Challenge 1: In the forum thread, how fast is the processor in Quietly's G5 iMac?
Challenge 2: Pull the passage of the forum thread that runs between "A few of things..." and "the time being.", inclusive.

I was at the MacWorld San Francisco this year when I tested the new MacBook Pro, and I was NOT very impressed.  The reason may be because with the same 2GB of RAM, the demo MacBook Pro didn't seem much faster than my PowerBook G4.

Would I get a MacBook Pro or a MacBook, the next iBook?  You bet.  But when should really be the question.  2 or 3 years from now should be the answer.  For now, I'm sticking with my 2-hand Power Mac G5 with 8GB of RAM, HD PowerBook G4 with 2GB of RAM, iMac G5 with 1.5 GB of RAM, iBook G4 with 1.25GB of RAM and other older Mac portables and desktops.

Oh, I forgot to mention the software I use.  They range from digital imaging to music and video software.  For digital imaging, I think is where the new Intel Macs could shine.  But when it comes to software that process in real-time, G4s and G5s should hold their grounds for a while.


----------



## Quietly (Feb 24, 2006)

A few of things...

1) I may not have been ENTIRELY serious about the PowerMac's going Intel next week (but I'd like 'em too). Fact is, Intel haven't formally announced the new chip that'll go in the new PowerMac (or whatever it'll be called) yet, so it's an almost certain no-no.

2) 





> ...with the Apple Pro apps not really for Intel-inside Macs and major big-times software companies taking their time to update their products, I believe a lot of pro apps users, me included, would rather still stick with G4s and G5s for the time being.



Logic Pro has just gone Universal, Final Cut Studio goes Universal next month. What Pro apps were you referring to exactly? As for RUNNING pro apps, my 1.8GHz G5 iMac happily edits uncompressed 10bit 4:2:2 in FCP, I imagine the Intel Core Duo iMac running a Universal FCP will do so even better - so I can't see how a Quad G5 would be ahead of a Quad Intel whatever when it's released.

3) 





> The MacBook Pro was introduced early this year because this year is the year of Duo Core (DC) for Intel's mobile processor platform.



Er, no. This is the year that ALL Macs will convert to Intel processors. Core Duo was merely the first processor that Intel released this year. 

4) 





> I doubt there will be any replacement for the Power Mac G5 until the next WWDC.



You're probably right, but that's only 4 months away. My original post was a cheeky guess at how Apple could "surprise" us, the way they like too!


----------



## Lt Major Burns (Feb 24, 2006)

Quietly said:
			
		

> Logic Pro has just gone Universal, Final Cut Studio goes Universal next month. What Pro apps were you referring to exactly? As for RUNNING pro apps, my 1.8GHz G5 iMac happily edits uncompressed 10bit 4:2:2 in FCP, I imagine the Intel Core Duo iMac running a Universal FCP will do so even better - so I can't see how a Quad G5 would be ahead of a Quad Intel whatever when it's released.



not apple's "in an ideal world" Pro apps, but the real ones.  Photoshop, Illustrator, InDesign, Quark, After Effects, Flash, Dreamweaver, Director, AVID, Premier, GoLive, all of these are still very much in the development stage, because, for most of them, they were bodged into Carbon when they were converted across from OS9.

Data excerpt:
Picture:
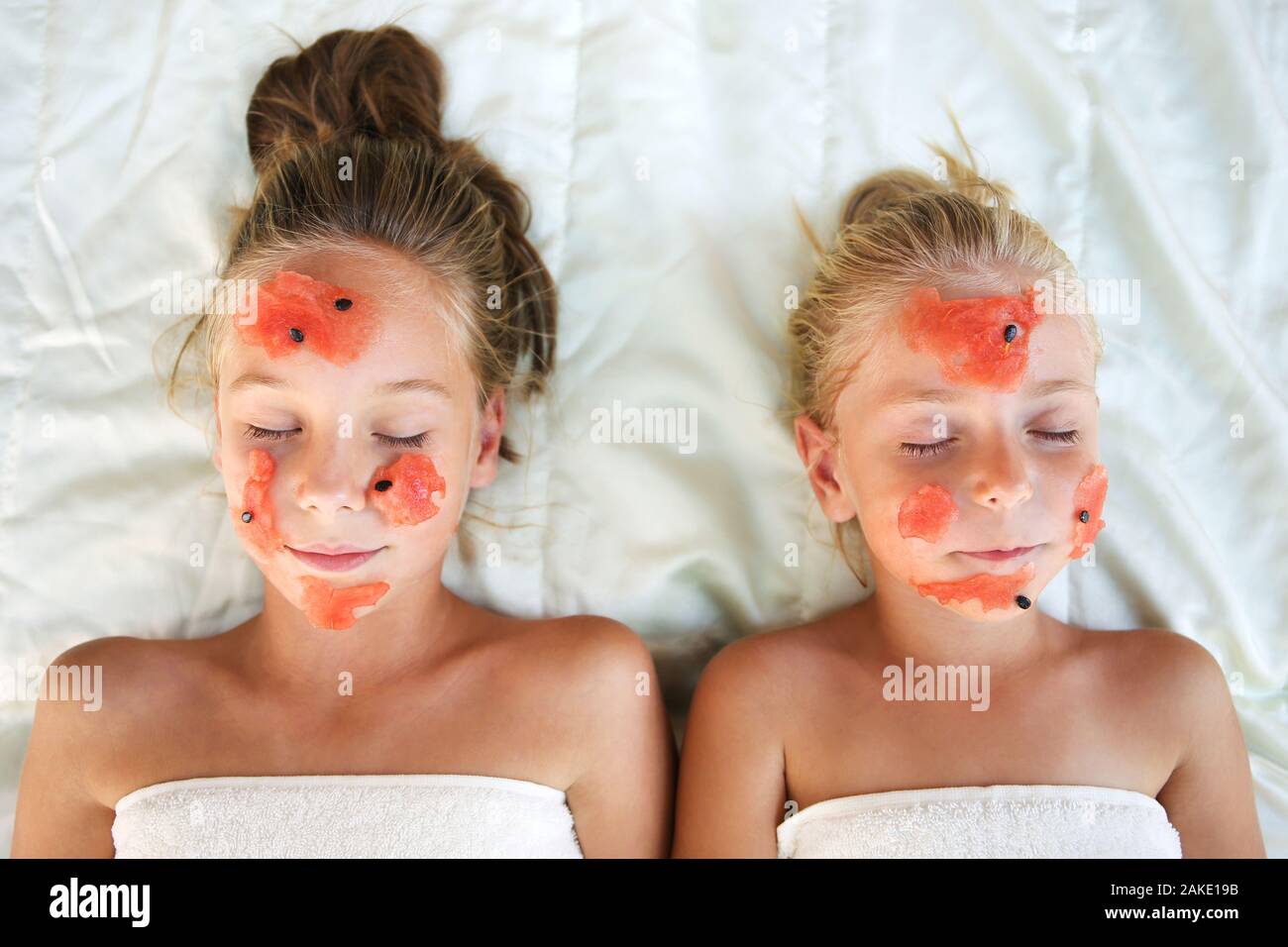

Written response 1: 1.8GHz

Written response 2:
A few of things...

1) I may not have been ENTIRELY serious about the PowerMac's going Intel next week (but I'd like 'em too). Fact is, Intel haven't formally announced the new chip that'll go in the new PowerMac (or whatever it'll be called) yet, so it's an almost certain no-no.

2) 





> ...with the Apple Pro apps not really for Intel-inside Macs and major big-times software companies taking their time to update their products, I believe a lot of pro apps users, me included, would rather still stick with G4s and G5s for the time being.